#### STATED PROBLEM:
Only the lines from the one containing "the tall conifer." through the last line below should be written out, exactly and with both ends kept.

Records from a point labeling set:

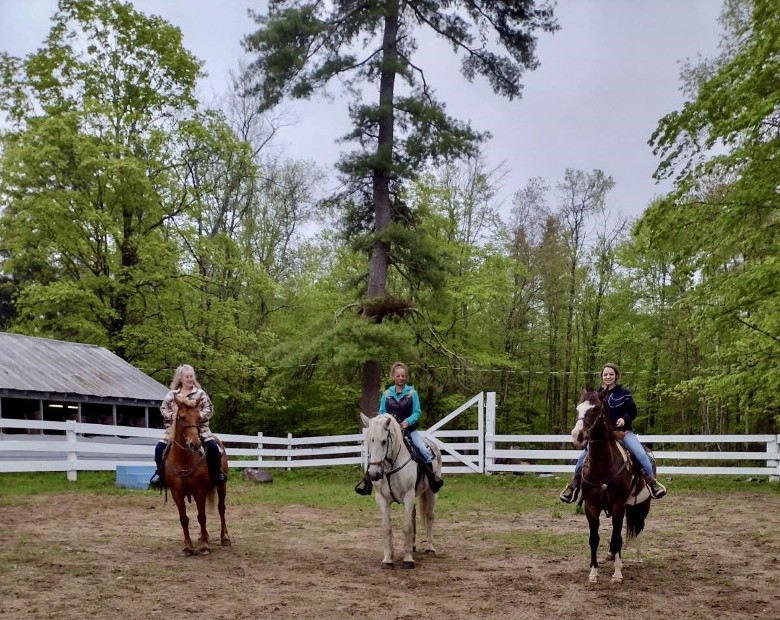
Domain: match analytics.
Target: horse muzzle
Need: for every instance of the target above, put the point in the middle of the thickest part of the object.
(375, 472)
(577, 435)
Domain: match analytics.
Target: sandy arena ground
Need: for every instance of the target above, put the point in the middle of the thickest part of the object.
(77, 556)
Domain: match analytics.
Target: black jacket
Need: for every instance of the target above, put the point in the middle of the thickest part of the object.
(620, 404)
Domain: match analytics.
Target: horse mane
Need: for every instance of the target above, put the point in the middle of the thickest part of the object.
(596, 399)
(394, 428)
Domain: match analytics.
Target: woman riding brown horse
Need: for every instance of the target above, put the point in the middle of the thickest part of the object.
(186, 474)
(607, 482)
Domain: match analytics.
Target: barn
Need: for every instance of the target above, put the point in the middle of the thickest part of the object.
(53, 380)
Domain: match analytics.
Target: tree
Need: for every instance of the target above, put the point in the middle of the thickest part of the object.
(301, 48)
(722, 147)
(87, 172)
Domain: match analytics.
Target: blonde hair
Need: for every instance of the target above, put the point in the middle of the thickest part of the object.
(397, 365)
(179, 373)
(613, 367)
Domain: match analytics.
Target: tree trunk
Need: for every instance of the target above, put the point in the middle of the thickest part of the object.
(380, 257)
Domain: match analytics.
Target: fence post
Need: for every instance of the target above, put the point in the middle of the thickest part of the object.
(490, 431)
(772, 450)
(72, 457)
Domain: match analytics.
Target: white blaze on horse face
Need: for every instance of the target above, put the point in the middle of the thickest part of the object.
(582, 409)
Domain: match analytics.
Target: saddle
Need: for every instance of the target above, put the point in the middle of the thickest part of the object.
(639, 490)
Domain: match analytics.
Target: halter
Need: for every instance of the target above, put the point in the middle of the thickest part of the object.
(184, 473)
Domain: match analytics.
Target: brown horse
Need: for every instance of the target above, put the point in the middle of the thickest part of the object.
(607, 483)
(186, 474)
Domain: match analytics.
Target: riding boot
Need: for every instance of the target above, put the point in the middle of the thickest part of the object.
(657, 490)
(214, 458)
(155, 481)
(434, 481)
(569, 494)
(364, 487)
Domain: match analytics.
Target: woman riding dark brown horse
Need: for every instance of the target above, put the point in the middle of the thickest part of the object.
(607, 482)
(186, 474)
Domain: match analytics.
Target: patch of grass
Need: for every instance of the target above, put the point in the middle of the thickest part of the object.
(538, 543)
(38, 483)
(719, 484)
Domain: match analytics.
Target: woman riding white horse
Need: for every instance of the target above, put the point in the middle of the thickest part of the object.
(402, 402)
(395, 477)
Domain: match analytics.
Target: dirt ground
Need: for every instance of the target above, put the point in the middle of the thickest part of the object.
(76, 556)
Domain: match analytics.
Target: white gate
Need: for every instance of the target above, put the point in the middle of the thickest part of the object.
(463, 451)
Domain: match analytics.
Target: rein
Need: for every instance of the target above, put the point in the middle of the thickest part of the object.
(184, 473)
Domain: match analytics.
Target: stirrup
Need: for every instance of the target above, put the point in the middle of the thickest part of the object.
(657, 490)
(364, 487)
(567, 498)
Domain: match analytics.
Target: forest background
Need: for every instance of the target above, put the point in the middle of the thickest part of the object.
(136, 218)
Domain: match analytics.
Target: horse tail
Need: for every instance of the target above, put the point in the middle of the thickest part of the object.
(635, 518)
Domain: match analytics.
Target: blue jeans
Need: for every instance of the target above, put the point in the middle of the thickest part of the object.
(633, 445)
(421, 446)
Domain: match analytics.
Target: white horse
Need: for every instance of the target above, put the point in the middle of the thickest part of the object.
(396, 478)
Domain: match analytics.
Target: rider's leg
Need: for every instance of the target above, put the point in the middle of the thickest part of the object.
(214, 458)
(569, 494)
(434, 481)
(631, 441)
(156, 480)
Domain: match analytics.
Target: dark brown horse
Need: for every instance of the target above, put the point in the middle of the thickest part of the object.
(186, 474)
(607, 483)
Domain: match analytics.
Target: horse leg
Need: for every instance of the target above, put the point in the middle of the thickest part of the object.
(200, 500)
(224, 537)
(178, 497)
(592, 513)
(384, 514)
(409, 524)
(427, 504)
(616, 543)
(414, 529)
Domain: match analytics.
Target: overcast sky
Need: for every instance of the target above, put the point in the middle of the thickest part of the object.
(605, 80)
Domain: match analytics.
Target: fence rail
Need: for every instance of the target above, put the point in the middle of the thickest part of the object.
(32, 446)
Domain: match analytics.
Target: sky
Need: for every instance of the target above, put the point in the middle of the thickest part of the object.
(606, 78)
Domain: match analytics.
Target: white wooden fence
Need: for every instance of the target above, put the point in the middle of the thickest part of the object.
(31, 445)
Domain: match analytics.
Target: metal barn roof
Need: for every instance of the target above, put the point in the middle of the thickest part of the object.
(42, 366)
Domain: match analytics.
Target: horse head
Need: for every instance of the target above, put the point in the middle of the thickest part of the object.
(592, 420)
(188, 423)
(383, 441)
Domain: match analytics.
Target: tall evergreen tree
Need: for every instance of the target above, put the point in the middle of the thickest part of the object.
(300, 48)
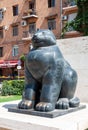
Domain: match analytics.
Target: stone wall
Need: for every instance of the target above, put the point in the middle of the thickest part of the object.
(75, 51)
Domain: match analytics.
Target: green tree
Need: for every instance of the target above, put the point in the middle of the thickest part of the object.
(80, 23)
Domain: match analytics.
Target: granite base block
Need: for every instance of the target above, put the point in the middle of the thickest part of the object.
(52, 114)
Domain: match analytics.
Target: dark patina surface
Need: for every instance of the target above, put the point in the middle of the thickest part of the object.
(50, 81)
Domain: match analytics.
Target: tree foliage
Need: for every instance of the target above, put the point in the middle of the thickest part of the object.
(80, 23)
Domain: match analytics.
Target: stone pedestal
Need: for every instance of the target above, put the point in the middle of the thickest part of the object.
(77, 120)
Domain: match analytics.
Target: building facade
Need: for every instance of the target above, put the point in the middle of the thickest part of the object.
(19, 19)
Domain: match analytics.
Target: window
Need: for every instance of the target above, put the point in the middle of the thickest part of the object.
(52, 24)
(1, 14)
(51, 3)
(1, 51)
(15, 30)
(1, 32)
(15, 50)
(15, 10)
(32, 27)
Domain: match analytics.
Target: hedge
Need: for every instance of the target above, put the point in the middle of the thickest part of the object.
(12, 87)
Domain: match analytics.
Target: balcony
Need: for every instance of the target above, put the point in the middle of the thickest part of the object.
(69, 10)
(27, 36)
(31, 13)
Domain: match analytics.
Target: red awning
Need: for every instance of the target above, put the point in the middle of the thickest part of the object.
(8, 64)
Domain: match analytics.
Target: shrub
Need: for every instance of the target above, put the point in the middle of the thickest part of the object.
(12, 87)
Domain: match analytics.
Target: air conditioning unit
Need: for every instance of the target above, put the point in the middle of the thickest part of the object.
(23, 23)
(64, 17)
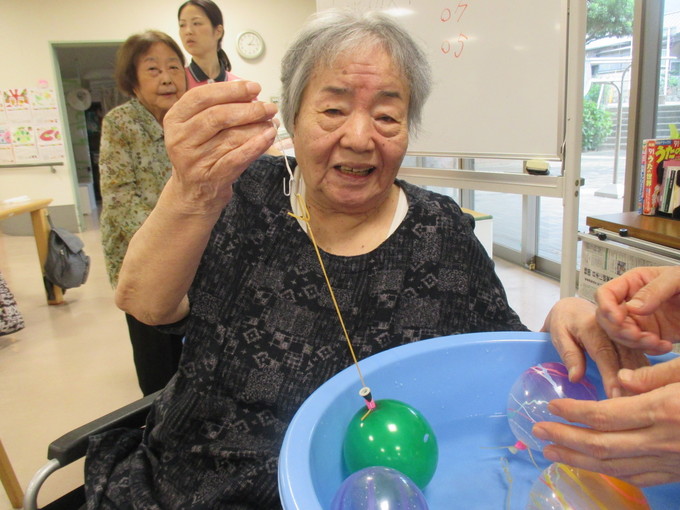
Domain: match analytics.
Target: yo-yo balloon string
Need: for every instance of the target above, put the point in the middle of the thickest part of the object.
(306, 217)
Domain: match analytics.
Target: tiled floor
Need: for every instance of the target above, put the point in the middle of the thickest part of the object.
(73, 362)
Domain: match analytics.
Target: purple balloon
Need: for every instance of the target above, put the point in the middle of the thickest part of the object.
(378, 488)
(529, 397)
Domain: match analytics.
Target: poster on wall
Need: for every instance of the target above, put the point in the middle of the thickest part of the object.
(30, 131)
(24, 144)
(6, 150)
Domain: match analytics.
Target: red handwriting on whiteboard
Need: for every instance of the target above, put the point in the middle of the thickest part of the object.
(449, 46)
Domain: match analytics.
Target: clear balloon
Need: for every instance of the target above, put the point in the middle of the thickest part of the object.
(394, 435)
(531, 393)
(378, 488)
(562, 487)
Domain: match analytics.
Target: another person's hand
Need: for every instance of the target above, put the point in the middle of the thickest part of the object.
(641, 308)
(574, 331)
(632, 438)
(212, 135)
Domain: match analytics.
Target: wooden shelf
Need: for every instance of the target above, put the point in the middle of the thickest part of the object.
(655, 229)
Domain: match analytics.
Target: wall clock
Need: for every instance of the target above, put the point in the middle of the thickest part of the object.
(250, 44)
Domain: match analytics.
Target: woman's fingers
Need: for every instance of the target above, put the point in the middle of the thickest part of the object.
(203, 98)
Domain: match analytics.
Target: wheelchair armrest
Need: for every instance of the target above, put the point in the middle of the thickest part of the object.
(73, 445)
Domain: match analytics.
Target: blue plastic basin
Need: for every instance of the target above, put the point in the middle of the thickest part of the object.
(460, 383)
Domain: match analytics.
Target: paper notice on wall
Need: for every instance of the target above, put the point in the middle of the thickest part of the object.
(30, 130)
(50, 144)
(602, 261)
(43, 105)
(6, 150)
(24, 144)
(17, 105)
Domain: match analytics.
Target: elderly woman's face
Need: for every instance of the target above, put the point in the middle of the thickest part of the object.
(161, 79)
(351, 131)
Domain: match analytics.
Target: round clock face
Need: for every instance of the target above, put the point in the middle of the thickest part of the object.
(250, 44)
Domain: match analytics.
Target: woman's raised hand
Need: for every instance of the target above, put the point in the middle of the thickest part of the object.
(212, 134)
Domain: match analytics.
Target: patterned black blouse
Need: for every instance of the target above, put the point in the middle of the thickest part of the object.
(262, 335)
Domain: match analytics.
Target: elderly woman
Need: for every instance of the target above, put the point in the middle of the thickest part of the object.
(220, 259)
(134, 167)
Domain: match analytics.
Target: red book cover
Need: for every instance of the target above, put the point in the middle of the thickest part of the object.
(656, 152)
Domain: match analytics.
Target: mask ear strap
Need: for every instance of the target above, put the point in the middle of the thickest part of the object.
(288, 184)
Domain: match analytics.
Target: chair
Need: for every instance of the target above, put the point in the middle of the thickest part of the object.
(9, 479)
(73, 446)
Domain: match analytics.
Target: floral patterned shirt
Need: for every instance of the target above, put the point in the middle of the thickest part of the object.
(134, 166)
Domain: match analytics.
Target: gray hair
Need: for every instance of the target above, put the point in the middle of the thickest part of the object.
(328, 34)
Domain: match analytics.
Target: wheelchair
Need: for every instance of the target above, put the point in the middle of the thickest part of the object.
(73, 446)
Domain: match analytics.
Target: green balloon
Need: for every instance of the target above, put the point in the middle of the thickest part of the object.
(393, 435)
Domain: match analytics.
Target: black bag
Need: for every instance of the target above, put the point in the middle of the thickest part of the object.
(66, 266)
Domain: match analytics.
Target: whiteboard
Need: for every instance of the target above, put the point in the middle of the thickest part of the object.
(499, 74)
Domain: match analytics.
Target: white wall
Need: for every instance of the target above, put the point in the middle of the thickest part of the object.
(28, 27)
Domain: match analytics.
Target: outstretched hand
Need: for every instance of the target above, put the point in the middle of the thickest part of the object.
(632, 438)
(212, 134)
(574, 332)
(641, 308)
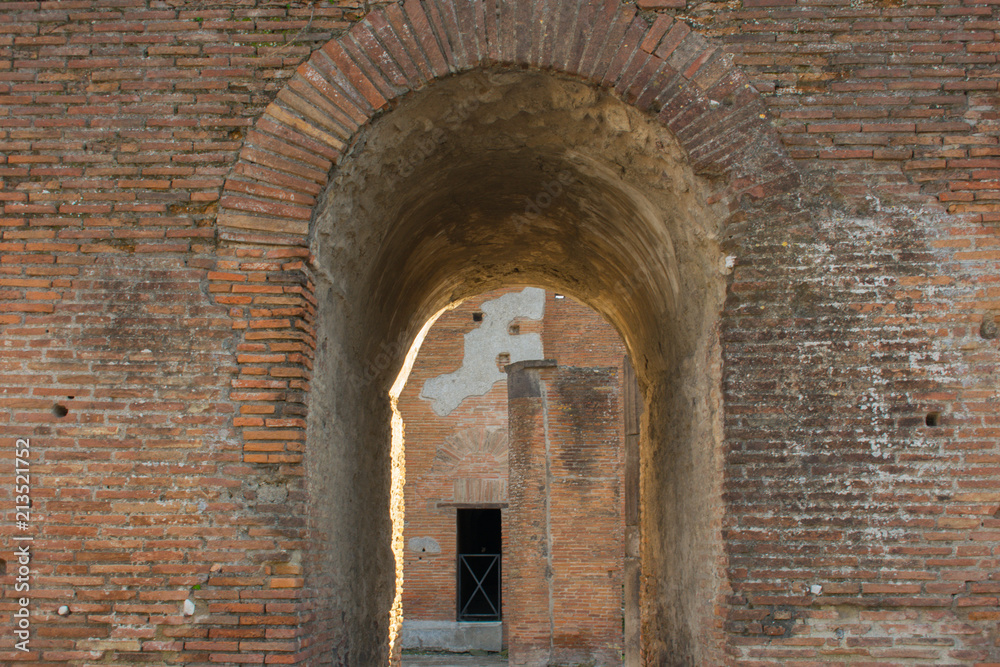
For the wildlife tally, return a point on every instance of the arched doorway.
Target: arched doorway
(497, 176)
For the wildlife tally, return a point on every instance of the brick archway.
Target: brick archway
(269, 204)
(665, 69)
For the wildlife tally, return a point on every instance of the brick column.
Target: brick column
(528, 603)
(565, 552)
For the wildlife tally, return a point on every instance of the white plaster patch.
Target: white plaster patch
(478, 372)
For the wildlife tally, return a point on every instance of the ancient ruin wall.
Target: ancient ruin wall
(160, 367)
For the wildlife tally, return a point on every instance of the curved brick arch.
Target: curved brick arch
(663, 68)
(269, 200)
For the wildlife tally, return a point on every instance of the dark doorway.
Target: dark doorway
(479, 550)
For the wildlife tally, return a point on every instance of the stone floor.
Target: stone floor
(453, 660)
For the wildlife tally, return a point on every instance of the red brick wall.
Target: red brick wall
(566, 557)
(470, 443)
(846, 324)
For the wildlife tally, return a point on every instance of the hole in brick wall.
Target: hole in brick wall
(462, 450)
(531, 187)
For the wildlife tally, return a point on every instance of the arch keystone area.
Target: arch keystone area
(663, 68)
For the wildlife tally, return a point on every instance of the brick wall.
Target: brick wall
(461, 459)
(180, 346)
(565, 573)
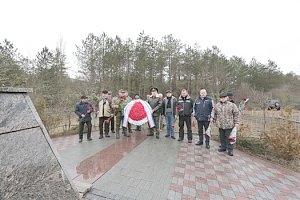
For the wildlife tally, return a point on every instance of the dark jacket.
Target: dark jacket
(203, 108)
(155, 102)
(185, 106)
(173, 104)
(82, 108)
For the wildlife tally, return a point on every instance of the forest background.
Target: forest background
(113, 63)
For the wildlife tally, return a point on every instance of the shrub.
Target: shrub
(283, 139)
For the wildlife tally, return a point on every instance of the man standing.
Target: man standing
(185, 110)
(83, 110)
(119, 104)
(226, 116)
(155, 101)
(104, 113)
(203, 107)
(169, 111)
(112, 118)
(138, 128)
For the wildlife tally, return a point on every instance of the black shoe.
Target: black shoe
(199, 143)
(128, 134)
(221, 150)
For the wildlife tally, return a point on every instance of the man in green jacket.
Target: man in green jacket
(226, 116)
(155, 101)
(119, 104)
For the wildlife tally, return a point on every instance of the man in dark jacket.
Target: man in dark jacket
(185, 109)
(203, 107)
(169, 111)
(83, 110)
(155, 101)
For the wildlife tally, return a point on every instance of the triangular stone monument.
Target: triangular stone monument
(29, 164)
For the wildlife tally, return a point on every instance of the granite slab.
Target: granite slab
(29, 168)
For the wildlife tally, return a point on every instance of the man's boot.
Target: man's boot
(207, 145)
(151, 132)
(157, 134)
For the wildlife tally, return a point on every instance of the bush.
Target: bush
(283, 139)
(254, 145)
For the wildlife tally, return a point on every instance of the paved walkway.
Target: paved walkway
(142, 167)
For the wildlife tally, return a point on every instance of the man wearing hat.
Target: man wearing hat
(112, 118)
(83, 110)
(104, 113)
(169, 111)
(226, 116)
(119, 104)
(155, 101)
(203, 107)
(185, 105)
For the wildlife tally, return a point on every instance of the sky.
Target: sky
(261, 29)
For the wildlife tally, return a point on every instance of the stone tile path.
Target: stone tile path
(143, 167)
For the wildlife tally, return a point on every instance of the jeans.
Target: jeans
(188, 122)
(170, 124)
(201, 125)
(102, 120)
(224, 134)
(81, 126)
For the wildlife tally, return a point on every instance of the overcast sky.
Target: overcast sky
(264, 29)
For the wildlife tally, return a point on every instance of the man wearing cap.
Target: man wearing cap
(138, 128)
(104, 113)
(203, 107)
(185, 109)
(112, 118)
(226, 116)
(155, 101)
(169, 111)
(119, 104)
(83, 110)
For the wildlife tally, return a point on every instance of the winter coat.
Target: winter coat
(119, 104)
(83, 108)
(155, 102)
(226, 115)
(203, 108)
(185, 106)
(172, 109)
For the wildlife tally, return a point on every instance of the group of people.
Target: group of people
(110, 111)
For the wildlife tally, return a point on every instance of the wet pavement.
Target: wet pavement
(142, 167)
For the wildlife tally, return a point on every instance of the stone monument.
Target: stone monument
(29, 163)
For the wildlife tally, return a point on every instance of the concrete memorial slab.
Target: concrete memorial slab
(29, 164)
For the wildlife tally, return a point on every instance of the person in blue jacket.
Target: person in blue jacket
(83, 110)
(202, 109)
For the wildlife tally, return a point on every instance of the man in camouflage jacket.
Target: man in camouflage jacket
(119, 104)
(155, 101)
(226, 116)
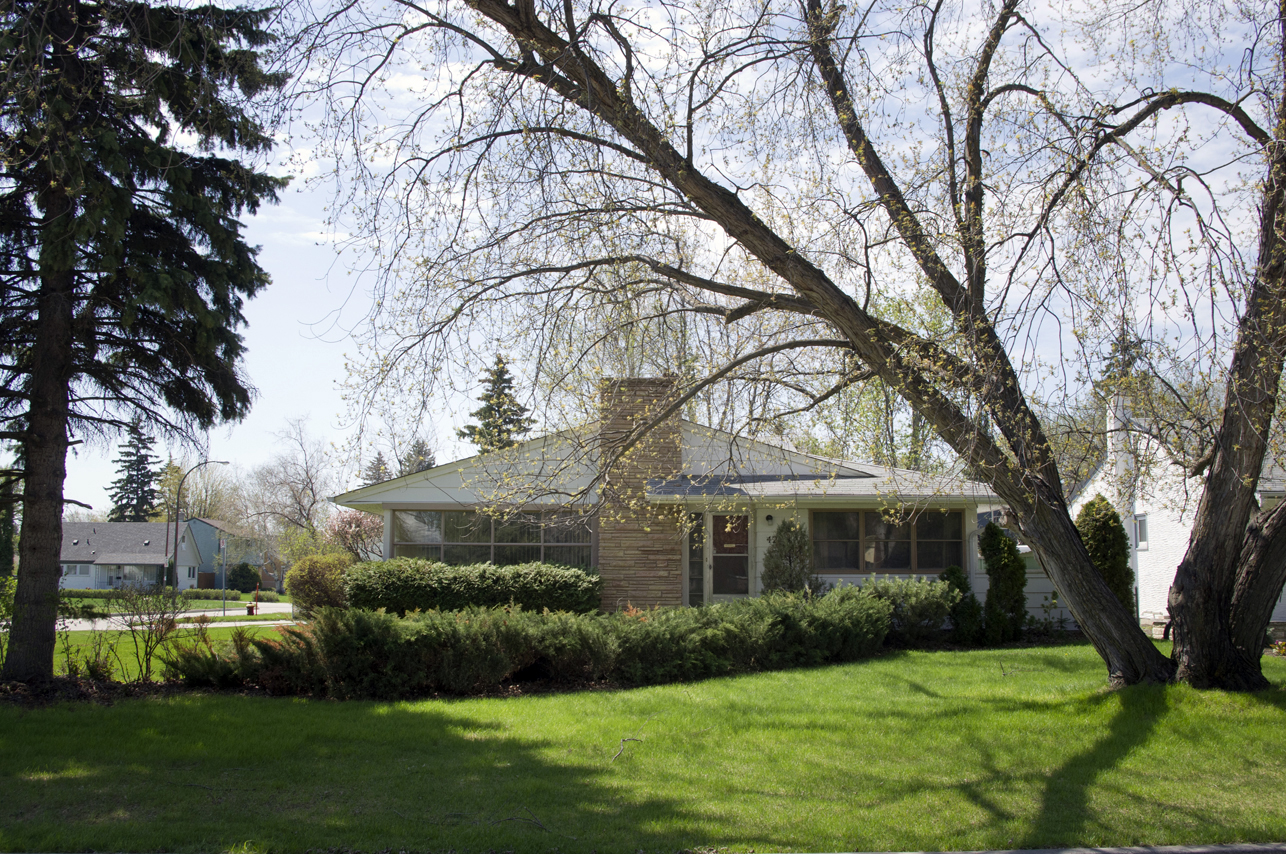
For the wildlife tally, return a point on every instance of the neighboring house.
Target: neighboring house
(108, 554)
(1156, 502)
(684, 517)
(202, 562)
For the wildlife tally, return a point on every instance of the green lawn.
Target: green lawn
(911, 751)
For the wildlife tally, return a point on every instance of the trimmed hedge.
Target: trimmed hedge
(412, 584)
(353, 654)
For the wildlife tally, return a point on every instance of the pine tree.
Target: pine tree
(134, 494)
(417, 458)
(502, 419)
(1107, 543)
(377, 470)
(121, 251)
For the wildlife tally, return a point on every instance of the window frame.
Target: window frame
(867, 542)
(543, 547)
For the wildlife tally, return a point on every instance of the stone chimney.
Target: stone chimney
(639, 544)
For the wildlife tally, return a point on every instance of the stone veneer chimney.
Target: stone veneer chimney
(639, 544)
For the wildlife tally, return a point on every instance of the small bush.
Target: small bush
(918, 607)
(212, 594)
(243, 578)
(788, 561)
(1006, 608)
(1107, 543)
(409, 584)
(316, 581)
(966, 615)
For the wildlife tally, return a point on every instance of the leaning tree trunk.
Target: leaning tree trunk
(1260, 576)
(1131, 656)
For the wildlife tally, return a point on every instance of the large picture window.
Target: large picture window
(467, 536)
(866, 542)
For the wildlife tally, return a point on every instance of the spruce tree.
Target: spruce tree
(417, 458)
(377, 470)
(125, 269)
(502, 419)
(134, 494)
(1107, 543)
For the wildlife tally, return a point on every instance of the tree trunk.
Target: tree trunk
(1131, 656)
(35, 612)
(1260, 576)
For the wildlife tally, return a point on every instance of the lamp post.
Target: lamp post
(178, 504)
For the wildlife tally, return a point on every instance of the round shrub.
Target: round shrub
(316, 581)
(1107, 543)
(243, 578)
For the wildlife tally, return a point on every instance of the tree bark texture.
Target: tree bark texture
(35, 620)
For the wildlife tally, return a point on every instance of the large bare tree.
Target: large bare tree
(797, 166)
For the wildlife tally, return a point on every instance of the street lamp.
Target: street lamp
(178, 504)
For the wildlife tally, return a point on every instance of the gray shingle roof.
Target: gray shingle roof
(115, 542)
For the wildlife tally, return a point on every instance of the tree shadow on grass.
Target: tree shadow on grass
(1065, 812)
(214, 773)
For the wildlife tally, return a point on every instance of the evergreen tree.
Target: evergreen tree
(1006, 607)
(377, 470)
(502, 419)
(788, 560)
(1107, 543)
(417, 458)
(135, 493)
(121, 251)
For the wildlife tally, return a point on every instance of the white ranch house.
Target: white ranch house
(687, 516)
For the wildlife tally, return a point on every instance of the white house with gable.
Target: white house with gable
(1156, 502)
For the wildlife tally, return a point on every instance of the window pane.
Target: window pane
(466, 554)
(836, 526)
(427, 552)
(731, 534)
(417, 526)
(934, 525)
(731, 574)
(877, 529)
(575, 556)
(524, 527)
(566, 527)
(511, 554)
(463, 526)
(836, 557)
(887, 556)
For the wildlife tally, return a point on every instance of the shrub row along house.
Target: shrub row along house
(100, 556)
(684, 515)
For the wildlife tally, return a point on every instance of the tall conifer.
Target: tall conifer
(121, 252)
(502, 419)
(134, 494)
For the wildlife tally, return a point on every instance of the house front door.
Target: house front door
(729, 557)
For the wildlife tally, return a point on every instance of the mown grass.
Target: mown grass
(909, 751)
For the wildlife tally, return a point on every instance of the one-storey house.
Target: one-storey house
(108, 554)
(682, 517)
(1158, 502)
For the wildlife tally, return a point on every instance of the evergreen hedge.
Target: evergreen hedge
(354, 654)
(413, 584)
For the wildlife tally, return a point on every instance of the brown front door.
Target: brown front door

#### EXPECTED OUTPUT:
For the wildlife tally, return a point on every instance of the tall conifer.
Target: tall conifer
(121, 252)
(502, 419)
(134, 494)
For the wildlife tally, return a point on every instance of the house front door.
Target: house front door
(729, 557)
For the wildlife tally, return a point on every instance of the mown grass.
Target: mown grass
(909, 751)
For the wildlife tally, return a point on every instance of the one-storey house.
Target: one-storey house
(108, 554)
(682, 517)
(1158, 502)
For the wildlife tally, return a point on every instance of the evergreen hedge.
Target: evergreen hedge
(354, 654)
(413, 584)
For the wildlife tally, return a point on every instance of the brown front door.
Target: brown front door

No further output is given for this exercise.